**ENTRIES PROVIDED**.
══════

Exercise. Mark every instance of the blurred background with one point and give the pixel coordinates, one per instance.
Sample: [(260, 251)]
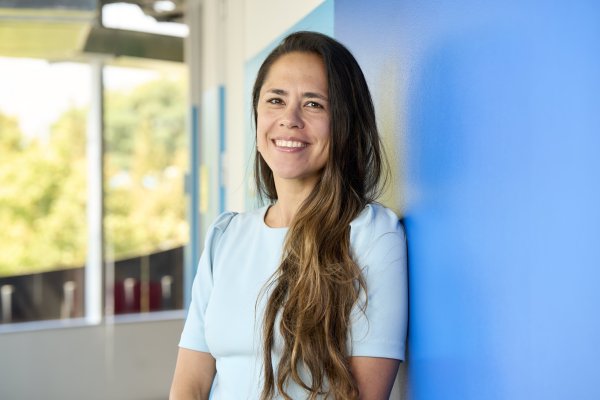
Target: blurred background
[(125, 129)]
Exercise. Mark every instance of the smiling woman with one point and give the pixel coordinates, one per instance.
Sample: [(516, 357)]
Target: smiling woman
[(293, 277), (292, 131)]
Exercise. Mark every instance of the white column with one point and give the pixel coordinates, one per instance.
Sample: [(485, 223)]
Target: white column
[(94, 282)]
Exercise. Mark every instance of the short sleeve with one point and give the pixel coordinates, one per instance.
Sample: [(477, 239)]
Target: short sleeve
[(193, 336), (379, 330)]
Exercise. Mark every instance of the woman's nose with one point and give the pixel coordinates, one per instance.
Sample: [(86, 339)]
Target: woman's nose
[(291, 118)]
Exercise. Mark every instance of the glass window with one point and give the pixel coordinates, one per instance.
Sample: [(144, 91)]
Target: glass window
[(145, 165), (42, 189)]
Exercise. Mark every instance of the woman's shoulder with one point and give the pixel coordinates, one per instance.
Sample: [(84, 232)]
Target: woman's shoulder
[(376, 219), (237, 220)]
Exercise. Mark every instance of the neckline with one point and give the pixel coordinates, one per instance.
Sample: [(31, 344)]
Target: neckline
[(264, 222)]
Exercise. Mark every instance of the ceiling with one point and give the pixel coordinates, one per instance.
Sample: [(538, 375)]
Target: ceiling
[(60, 30)]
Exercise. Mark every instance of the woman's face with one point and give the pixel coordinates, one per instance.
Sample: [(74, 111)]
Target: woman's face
[(292, 130)]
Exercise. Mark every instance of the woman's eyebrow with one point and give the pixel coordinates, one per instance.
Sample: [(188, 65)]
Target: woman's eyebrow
[(306, 95)]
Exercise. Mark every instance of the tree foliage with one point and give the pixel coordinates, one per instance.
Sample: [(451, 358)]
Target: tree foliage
[(43, 184)]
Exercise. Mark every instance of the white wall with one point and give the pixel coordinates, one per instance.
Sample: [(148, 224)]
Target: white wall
[(129, 361)]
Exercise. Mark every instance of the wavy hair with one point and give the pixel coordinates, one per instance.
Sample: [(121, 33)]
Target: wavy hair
[(318, 282)]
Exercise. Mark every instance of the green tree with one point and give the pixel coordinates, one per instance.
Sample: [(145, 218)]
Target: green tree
[(43, 182)]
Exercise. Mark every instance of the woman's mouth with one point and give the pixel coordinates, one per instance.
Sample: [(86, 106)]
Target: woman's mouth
[(289, 144)]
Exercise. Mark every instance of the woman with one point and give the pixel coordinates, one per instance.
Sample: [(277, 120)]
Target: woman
[(306, 297)]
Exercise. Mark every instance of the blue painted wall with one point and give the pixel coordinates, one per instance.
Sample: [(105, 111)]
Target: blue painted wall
[(494, 109)]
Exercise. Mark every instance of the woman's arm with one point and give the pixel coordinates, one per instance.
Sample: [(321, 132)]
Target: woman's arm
[(374, 376), (194, 374)]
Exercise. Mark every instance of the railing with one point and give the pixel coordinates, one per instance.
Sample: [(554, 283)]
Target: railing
[(151, 282)]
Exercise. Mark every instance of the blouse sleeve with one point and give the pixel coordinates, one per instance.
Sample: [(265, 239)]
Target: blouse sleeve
[(379, 330), (193, 336)]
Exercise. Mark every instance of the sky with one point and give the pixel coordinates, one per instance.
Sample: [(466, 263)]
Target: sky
[(37, 92)]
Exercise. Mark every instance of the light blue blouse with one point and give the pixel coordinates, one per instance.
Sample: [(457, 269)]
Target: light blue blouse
[(241, 254)]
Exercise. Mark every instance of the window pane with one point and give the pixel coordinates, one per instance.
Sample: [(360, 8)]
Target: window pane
[(145, 165), (43, 110)]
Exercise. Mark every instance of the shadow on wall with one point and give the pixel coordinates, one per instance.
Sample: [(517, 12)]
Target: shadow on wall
[(469, 187)]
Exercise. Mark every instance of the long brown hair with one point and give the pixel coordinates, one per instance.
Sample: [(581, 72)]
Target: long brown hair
[(318, 281)]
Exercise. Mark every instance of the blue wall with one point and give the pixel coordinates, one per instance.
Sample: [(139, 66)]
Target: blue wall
[(496, 114)]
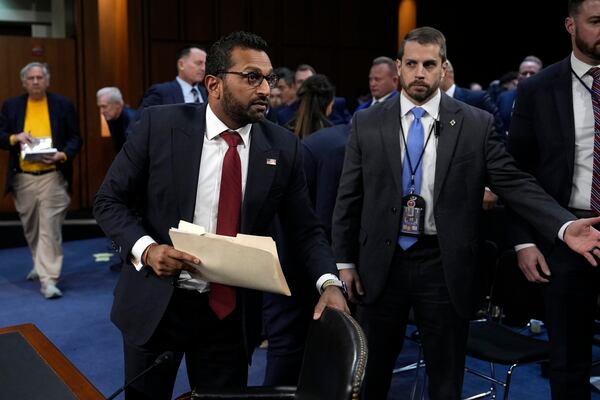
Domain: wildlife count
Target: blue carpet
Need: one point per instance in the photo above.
(78, 324)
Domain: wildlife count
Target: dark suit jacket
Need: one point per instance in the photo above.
(542, 138)
(505, 104)
(323, 160)
(64, 125)
(166, 93)
(483, 101)
(470, 156)
(158, 169)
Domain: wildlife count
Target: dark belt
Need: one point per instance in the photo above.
(43, 172)
(582, 213)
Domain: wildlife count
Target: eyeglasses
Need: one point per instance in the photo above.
(255, 78)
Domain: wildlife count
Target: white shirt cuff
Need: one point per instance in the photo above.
(346, 266)
(561, 231)
(524, 246)
(138, 250)
(323, 278)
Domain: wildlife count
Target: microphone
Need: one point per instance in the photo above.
(167, 356)
(438, 128)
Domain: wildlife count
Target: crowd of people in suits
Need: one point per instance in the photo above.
(383, 206)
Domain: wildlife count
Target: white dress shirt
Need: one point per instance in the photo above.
(432, 109)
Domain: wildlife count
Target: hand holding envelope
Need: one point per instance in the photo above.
(246, 261)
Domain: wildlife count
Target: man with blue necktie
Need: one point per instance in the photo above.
(407, 222)
(187, 87)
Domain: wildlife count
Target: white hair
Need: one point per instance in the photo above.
(113, 93)
(43, 66)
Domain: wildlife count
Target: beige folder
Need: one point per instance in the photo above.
(245, 260)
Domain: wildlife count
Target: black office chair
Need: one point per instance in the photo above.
(333, 366)
(495, 343)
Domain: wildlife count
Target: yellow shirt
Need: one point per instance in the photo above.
(37, 123)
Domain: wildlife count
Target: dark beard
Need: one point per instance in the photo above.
(242, 114)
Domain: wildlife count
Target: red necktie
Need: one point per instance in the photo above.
(222, 297)
(595, 197)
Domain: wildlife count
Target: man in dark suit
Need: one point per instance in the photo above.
(187, 86)
(475, 98)
(530, 66)
(553, 134)
(171, 167)
(383, 82)
(409, 235)
(40, 187)
(117, 115)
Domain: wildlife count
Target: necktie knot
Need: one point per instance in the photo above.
(594, 72)
(232, 138)
(418, 112)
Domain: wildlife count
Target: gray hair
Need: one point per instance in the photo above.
(113, 93)
(43, 66)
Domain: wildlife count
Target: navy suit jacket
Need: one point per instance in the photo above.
(323, 160)
(152, 185)
(483, 101)
(505, 103)
(166, 93)
(65, 132)
(367, 104)
(469, 157)
(542, 139)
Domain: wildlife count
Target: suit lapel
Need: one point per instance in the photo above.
(187, 142)
(562, 93)
(450, 122)
(390, 134)
(261, 172)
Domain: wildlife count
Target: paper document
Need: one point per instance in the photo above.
(37, 149)
(245, 260)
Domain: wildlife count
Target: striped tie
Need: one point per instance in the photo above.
(595, 197)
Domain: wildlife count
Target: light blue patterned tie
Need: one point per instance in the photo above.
(414, 148)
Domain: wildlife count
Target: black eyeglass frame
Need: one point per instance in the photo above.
(254, 78)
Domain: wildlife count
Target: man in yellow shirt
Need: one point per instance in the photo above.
(40, 186)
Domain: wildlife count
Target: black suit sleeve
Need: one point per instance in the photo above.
(347, 211)
(116, 200)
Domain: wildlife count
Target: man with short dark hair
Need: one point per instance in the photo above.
(407, 221)
(221, 166)
(187, 86)
(40, 187)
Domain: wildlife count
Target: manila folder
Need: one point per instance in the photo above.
(245, 260)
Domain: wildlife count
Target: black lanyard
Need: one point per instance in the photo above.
(589, 89)
(413, 171)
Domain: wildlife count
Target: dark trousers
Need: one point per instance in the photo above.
(571, 302)
(416, 280)
(213, 348)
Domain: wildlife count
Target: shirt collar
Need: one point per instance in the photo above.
(184, 85)
(579, 66)
(432, 107)
(214, 127)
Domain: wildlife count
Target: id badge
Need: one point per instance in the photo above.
(413, 215)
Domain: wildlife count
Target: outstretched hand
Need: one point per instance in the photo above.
(582, 238)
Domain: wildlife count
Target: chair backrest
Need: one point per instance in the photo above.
(334, 358)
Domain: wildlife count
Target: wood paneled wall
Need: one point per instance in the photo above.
(132, 44)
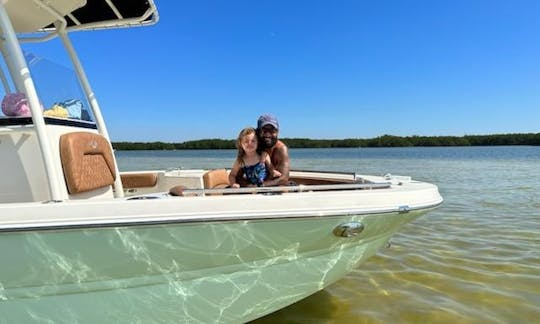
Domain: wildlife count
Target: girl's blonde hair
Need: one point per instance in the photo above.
(243, 133)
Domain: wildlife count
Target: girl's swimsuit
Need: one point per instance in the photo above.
(255, 173)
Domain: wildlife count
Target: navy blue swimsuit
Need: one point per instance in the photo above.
(256, 173)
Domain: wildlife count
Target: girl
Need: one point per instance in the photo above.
(255, 165)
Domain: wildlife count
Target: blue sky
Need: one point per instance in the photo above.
(326, 69)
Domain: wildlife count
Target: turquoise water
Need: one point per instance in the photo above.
(474, 259)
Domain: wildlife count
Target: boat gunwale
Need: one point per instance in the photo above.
(193, 219)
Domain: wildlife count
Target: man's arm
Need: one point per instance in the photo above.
(283, 168)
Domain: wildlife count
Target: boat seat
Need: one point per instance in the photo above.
(87, 161)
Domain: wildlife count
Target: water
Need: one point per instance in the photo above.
(474, 259)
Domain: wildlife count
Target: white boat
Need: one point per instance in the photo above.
(82, 242)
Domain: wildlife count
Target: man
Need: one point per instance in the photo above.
(267, 131)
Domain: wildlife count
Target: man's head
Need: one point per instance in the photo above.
(267, 129)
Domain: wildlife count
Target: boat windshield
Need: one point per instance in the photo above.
(58, 89)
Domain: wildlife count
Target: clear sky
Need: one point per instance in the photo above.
(326, 69)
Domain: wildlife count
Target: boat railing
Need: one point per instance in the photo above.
(285, 189)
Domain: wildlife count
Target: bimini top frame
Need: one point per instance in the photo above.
(41, 20)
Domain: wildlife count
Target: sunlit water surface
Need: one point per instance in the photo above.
(474, 259)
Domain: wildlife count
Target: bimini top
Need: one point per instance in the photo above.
(31, 16)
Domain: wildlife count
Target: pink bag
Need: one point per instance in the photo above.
(15, 105)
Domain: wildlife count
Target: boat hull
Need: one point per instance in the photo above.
(208, 272)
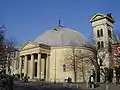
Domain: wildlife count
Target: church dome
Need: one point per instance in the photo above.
(62, 36)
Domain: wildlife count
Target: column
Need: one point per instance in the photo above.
(20, 67)
(48, 67)
(25, 66)
(32, 67)
(39, 66)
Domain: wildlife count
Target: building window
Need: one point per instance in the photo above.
(35, 56)
(98, 33)
(101, 32)
(22, 64)
(28, 57)
(102, 44)
(109, 33)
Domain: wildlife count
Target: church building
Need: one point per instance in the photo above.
(44, 58)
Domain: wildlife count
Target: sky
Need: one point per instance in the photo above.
(27, 19)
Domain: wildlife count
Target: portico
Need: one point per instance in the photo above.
(34, 61)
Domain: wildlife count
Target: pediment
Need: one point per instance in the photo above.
(97, 16)
(28, 45)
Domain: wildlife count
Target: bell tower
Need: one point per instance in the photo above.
(102, 25)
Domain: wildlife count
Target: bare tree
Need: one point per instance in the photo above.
(10, 51)
(78, 61)
(7, 46)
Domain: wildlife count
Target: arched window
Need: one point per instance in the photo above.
(98, 33)
(101, 32)
(109, 33)
(98, 45)
(102, 44)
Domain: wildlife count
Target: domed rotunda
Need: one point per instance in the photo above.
(45, 57)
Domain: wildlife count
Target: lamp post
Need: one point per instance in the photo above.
(55, 67)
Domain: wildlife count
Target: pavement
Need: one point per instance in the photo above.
(18, 85)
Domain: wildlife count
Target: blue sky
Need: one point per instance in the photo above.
(27, 19)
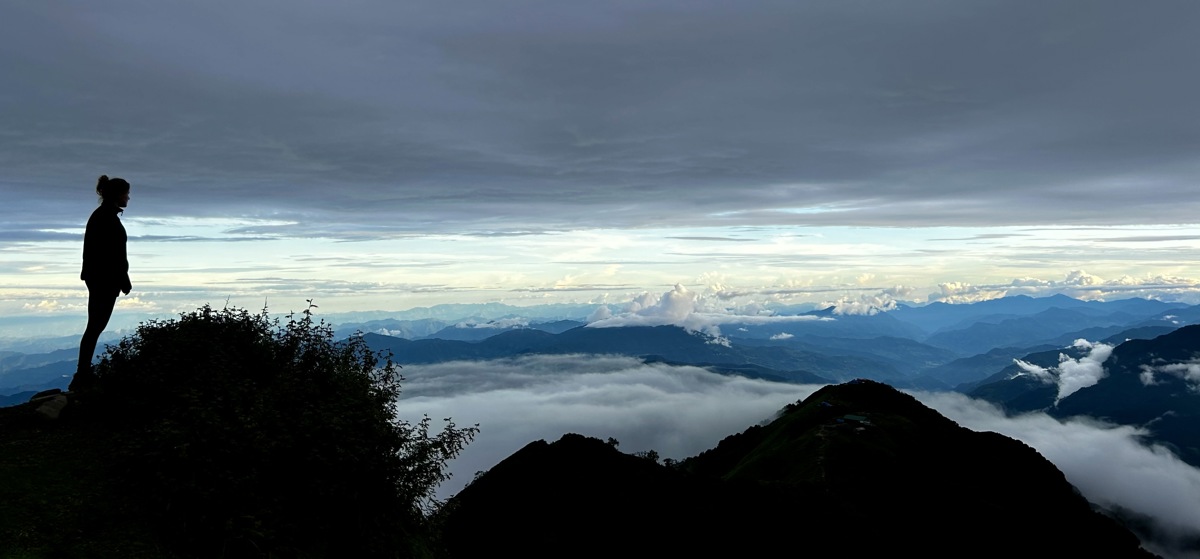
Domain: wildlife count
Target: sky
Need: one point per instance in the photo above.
(381, 155)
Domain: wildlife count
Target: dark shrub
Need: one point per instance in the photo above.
(252, 438)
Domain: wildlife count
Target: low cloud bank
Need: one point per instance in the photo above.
(675, 410)
(1073, 374)
(682, 410)
(1107, 463)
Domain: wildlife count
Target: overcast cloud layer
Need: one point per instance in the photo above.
(385, 155)
(426, 116)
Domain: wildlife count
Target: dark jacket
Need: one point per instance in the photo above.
(105, 260)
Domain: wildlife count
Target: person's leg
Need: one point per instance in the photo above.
(101, 300)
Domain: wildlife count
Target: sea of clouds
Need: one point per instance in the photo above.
(682, 410)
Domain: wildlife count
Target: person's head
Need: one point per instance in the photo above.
(113, 191)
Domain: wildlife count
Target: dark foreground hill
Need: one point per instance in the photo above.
(223, 434)
(858, 469)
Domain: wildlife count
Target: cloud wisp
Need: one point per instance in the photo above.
(1072, 374)
(689, 310)
(1107, 463)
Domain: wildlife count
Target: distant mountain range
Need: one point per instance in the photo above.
(933, 347)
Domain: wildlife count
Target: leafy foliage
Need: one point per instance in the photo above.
(267, 437)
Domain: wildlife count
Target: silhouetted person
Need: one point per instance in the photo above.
(106, 270)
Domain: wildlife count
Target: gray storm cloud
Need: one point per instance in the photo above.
(425, 115)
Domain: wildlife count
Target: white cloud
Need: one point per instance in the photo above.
(964, 293)
(1075, 374)
(691, 311)
(504, 323)
(677, 412)
(1072, 374)
(1107, 463)
(681, 412)
(867, 302)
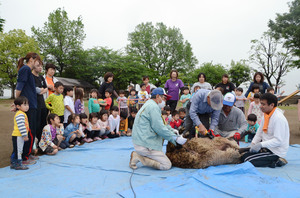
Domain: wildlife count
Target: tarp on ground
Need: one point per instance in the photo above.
(100, 169)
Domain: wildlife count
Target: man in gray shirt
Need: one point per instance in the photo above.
(232, 121)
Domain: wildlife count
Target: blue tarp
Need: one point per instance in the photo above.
(100, 169)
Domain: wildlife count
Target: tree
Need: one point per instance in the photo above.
(160, 49)
(239, 72)
(272, 58)
(13, 45)
(60, 38)
(287, 26)
(213, 72)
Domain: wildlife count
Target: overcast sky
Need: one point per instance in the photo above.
(218, 30)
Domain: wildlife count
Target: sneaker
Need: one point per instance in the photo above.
(28, 162)
(281, 162)
(32, 157)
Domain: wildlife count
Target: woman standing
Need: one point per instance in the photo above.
(26, 87)
(201, 83)
(173, 86)
(108, 84)
(259, 80)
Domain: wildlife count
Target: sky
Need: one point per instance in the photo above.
(218, 30)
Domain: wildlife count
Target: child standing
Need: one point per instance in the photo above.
(103, 122)
(143, 95)
(69, 104)
(251, 128)
(255, 108)
(20, 133)
(52, 136)
(176, 122)
(79, 104)
(94, 106)
(185, 97)
(56, 101)
(94, 126)
(122, 100)
(72, 133)
(240, 99)
(114, 123)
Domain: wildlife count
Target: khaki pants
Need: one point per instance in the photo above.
(158, 156)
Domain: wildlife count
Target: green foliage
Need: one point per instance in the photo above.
(213, 73)
(13, 45)
(60, 38)
(160, 49)
(287, 26)
(239, 72)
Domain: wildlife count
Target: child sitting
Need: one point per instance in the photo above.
(185, 97)
(56, 100)
(103, 122)
(20, 133)
(123, 124)
(175, 122)
(52, 136)
(69, 104)
(93, 105)
(85, 128)
(122, 100)
(114, 123)
(131, 118)
(132, 99)
(240, 99)
(94, 126)
(251, 128)
(143, 95)
(255, 108)
(72, 133)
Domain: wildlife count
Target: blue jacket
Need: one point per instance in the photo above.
(149, 129)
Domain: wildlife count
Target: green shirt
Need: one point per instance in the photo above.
(149, 129)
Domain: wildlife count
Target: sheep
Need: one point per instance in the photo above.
(204, 152)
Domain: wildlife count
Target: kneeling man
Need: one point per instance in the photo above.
(271, 142)
(148, 134)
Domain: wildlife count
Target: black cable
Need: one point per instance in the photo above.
(131, 184)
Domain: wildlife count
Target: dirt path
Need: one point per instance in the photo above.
(6, 126)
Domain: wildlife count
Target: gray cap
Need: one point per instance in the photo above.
(216, 99)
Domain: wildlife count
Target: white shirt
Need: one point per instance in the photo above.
(68, 101)
(278, 135)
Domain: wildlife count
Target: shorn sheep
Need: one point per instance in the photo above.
(204, 152)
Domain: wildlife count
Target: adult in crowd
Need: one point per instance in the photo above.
(108, 84)
(201, 83)
(232, 121)
(205, 105)
(271, 142)
(26, 87)
(41, 88)
(50, 79)
(226, 85)
(259, 80)
(148, 134)
(173, 86)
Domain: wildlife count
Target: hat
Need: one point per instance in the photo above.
(216, 99)
(229, 99)
(160, 91)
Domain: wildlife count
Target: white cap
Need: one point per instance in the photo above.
(229, 99)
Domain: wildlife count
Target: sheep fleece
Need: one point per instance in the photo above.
(204, 152)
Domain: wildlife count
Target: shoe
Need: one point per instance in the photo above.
(281, 162)
(32, 157)
(28, 162)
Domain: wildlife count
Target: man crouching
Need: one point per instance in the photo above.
(148, 133)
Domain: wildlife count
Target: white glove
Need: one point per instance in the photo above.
(181, 140)
(254, 148)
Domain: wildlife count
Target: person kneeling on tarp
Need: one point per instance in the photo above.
(148, 133)
(271, 142)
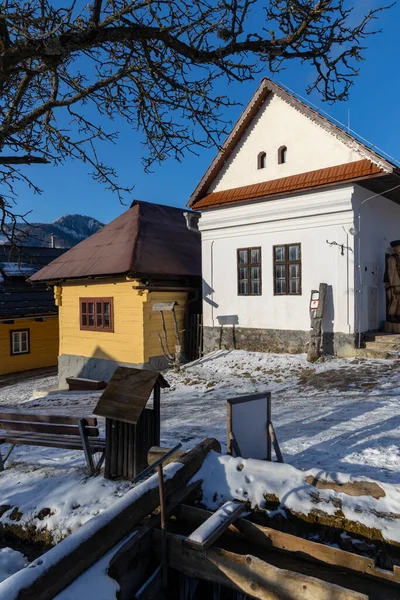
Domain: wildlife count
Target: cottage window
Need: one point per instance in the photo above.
(19, 342)
(287, 269)
(261, 160)
(249, 271)
(282, 155)
(96, 314)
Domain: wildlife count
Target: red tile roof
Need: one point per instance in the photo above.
(353, 171)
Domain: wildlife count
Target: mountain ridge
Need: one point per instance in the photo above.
(68, 230)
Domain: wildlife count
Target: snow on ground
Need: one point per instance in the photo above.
(228, 478)
(335, 416)
(11, 561)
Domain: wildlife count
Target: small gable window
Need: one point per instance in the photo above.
(261, 160)
(282, 155)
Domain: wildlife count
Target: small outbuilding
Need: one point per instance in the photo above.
(28, 314)
(125, 292)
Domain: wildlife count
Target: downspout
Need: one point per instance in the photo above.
(212, 281)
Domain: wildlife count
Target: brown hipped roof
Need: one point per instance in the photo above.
(294, 183)
(147, 239)
(266, 88)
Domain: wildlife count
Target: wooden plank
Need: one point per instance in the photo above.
(127, 394)
(74, 555)
(157, 452)
(249, 574)
(216, 524)
(46, 428)
(48, 441)
(29, 417)
(313, 551)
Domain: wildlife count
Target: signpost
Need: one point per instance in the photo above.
(250, 433)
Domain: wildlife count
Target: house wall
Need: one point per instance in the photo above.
(309, 147)
(269, 322)
(153, 322)
(43, 345)
(379, 224)
(134, 341)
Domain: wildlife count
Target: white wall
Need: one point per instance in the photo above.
(309, 219)
(309, 147)
(380, 224)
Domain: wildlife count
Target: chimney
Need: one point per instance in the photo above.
(192, 221)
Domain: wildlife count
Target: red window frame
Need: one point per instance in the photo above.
(98, 313)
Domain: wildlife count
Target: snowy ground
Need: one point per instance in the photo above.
(339, 416)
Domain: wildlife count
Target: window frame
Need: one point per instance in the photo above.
(248, 265)
(282, 157)
(262, 160)
(28, 344)
(96, 327)
(287, 264)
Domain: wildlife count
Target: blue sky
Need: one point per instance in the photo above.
(374, 114)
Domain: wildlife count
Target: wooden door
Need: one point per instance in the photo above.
(372, 307)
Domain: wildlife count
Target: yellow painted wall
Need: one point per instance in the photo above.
(125, 344)
(134, 339)
(43, 345)
(153, 322)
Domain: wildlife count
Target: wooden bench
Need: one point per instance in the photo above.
(53, 431)
(80, 383)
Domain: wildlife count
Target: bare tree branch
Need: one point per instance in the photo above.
(155, 64)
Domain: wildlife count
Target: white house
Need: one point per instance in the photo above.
(292, 201)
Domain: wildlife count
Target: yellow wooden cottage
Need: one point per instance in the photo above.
(28, 314)
(115, 288)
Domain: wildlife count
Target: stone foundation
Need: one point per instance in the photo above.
(273, 340)
(70, 365)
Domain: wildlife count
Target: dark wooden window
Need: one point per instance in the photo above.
(261, 160)
(249, 271)
(282, 155)
(287, 269)
(96, 314)
(19, 341)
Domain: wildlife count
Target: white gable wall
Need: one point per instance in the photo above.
(309, 219)
(309, 147)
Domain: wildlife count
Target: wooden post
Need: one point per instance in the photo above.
(72, 556)
(156, 408)
(85, 444)
(269, 449)
(316, 315)
(164, 541)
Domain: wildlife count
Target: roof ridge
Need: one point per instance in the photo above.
(346, 172)
(265, 88)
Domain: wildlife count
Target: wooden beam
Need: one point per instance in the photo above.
(130, 565)
(267, 537)
(249, 574)
(74, 555)
(216, 524)
(157, 452)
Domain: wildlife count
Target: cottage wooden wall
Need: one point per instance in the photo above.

══════

Could you tally the lines in these records that contain the word "standing" and give only the result?

**ANSWER FOR THE TASK**. 2